* Problems to solve:
1: Summarize the article below about the sale of Chris Hussey in two sentences.
2: Answer these questions from the article below about Chris Hussey's sale:
(a) How many assists did Hussey average in each of his three fourth-tier seasons for Cheltenham?
(b) Which club has a lower wage budget than Cheltenham in League One?
(c) Which three loan players are named in Michael Duff's track record?
3: Pick up the article below about Cheltenham Town's transfer policy and continue it from its final sentence.

* Text segment:

──────────────────────────────

The shock sale of fan favourite Chris Hussey has kickstarted a fresh transfer policy with an eye to the future at Cheltenham Town.
Hussey, famed for crashing in an iconic equaliser against Carlisle United to propel Cheltenham into League One, has played a pivotal role in the success of the Michael Duff era.
His productivity had decreased drastically in League One and a new contract for the 33-year-old was not really a viable option. Hussey averaged 6.3 assists in each of his three seasons in the fourth-tier for the Robins, as opposed to just one assist in 23 League One appearances this term.
A return to League Two has seen Hussey already register two assists in just five appearances for Port Vale. It was a sensible move for footballing reasons but it also suited both parties financially too.
Cheltenham have the second lowest wage budget in League One behind only Crewe Alexandra and less than 2.5% of their income has been provided by cash injections. Therefore, Cheltenham operate on the principle of spending within their means and the five-figure sum amassed from his sale helped recompense the loss of funds from the signing of Ben Williams.
The Robins were reluctant to offer Hussey the terms he desired and he understandably returned to League Two after being offered a pay rise. The signing of Williams also illustrated Cheltenham’s youthful approach in the transfer market.
Michael Duff has a notorious track record for developing loan players such as Josh Griffiths, Jacob Greaves and Callum Wright. But Cheltenham have looked to sign promising young players of their own, who will then become a focal point in the side or earn the club a transfer fee in the future.

──────────────────────────────

* Source material:
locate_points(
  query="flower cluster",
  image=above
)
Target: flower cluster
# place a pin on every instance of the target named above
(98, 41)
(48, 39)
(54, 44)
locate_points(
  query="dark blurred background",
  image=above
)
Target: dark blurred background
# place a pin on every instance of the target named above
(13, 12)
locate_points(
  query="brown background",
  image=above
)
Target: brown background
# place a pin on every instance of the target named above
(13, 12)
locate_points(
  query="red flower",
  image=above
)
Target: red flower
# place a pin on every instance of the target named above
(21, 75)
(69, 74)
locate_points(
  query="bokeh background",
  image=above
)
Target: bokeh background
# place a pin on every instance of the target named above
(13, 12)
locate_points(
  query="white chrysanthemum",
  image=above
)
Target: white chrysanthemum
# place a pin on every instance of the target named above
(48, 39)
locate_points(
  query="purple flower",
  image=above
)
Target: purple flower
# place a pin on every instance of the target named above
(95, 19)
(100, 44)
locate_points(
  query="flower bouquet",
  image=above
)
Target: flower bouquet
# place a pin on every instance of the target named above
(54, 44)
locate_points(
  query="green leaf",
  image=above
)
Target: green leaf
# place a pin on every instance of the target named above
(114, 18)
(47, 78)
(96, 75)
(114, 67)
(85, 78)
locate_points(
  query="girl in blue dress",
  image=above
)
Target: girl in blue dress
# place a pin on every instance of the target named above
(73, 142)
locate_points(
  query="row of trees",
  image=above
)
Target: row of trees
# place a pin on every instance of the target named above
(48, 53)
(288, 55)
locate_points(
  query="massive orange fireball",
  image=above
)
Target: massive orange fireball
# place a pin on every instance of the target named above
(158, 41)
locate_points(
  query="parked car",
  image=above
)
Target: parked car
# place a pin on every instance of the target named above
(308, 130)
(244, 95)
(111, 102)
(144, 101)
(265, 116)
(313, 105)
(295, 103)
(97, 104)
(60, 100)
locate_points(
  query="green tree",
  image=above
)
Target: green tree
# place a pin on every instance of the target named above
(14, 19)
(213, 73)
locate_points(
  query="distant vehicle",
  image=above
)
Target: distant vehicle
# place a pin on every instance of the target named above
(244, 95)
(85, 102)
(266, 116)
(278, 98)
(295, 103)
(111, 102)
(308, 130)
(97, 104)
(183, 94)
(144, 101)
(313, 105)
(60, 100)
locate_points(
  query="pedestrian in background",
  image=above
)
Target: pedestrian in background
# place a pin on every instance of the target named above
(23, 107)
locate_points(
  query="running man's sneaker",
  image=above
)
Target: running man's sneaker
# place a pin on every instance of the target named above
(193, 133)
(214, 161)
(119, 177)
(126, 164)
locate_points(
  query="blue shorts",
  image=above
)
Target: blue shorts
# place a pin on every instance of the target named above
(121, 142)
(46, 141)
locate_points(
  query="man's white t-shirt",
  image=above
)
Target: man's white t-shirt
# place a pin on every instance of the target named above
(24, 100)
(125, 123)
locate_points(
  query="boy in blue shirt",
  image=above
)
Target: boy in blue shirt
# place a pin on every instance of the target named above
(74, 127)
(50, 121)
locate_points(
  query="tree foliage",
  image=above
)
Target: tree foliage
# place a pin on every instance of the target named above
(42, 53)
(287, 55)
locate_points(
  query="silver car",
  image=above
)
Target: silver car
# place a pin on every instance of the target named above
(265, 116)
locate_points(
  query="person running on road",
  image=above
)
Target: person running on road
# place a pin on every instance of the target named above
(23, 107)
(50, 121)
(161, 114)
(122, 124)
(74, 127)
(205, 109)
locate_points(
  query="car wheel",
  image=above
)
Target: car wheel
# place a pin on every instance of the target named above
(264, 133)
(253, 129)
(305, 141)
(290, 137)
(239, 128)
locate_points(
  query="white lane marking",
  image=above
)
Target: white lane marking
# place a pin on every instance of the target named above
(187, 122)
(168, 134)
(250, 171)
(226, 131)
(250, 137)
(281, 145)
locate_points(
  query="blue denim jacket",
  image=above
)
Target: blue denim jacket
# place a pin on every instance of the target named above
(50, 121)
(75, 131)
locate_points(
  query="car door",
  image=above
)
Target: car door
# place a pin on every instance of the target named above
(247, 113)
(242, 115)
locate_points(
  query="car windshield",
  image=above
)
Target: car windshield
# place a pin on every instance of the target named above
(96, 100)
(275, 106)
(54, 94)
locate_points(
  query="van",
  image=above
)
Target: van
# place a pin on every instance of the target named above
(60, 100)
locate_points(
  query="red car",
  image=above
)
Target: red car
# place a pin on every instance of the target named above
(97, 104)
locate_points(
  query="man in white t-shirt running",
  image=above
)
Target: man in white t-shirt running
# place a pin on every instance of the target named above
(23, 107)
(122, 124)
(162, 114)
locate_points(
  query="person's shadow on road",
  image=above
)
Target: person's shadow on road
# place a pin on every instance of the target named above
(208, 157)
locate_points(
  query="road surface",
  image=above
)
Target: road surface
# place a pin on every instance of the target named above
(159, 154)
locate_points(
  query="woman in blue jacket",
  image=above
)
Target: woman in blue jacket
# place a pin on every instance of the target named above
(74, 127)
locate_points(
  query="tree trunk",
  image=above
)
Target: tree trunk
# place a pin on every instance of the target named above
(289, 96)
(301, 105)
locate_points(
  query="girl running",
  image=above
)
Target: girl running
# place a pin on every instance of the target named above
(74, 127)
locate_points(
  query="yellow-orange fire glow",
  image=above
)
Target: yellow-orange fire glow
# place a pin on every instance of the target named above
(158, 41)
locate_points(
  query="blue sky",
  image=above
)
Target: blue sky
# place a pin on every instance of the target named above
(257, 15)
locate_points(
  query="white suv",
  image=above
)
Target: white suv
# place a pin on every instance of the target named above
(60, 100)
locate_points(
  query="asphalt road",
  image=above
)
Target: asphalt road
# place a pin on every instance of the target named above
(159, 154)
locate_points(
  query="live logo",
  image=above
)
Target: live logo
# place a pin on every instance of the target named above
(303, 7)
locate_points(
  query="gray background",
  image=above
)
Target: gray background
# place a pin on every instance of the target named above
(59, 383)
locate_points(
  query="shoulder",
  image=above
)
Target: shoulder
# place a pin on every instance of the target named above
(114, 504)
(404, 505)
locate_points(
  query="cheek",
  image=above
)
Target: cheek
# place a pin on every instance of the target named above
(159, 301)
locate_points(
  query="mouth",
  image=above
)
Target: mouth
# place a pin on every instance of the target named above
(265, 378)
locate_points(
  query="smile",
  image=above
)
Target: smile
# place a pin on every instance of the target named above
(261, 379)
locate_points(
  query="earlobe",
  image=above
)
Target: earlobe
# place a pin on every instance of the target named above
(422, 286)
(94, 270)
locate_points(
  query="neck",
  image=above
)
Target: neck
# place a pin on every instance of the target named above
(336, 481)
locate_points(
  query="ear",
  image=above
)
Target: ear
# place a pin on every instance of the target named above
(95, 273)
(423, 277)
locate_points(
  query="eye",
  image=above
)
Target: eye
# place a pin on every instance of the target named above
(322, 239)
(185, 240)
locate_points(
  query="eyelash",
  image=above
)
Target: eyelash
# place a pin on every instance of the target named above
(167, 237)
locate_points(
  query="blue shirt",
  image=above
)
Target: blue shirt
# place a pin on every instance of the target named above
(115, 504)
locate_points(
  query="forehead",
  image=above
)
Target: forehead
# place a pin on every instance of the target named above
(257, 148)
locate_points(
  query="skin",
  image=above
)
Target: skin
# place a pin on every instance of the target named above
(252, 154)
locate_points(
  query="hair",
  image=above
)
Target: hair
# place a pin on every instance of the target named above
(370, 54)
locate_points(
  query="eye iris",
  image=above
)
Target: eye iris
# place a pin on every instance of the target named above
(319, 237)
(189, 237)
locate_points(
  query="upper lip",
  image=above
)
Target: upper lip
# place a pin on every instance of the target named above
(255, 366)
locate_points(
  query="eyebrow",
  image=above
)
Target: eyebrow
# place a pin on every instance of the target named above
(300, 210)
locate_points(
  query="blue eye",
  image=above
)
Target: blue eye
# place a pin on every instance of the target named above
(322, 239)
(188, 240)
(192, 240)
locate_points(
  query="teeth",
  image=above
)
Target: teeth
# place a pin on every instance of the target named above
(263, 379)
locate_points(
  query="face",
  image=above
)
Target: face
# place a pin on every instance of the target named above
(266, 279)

──────────────────────────────

* Answers in order:
1: Cheltenham Town sold fan favorite Chris Hussey, whose productivity had dropped sharply in League One, and he returned to League Two with Port Vale after being offered a pay rise. The sale suited a club with the second lowest wage budget in League One, helping recompense the signing of Ben Williams as Cheltenham look to sign promising young players of their own.

2:
(a) 6.3 assists
(b) Crewe Alexandra
(c) Josh Griffiths, Jacob Greaves and Callum Wright

3:
This is reflected in the acquisitions of not only Williams, but also Charlie Brown and Lewis Freestone. Williams helped Barnsley achieve promotion to the Championship in his breakthrough season and he retained his place in the side during the following season. A long-term injury hampered his progression but Duff will expect to unlock his potential again at Cheltenham.
This is also reflected in the cases of Lewis Freestone and Charlie Brown. Brighton & Hove Albion plucked Freestone from Peterborough United in 2019 but didn’t offer him a new contract and Cheltenham pounced to sign him. Brown had a very promising youth career and was being monitored by Manchester United, Arsenal and West Ham before joining Chelsea.
He finished as the leader scorer in the UEFA Youth League in 2018-19 with 11 goals but somewhat lost his way after moving to MK Dons in 2021.
This may give off the impression that Cheltenham are set to become a selling club, but their sustainable model will undoubtedly help them compete in League One.
Former club chairman Andy Wilcox predicted a loss in the region of £1m for the current financial year due to the Covid-19 pandemic. Although last season’s FA Cup run helped keep the club afloat, Cheltenham inevitably remain in the shadows of their League One counterparts in terms of finances. So a more cautious and long-term approach is naturally the way forward for the Robins!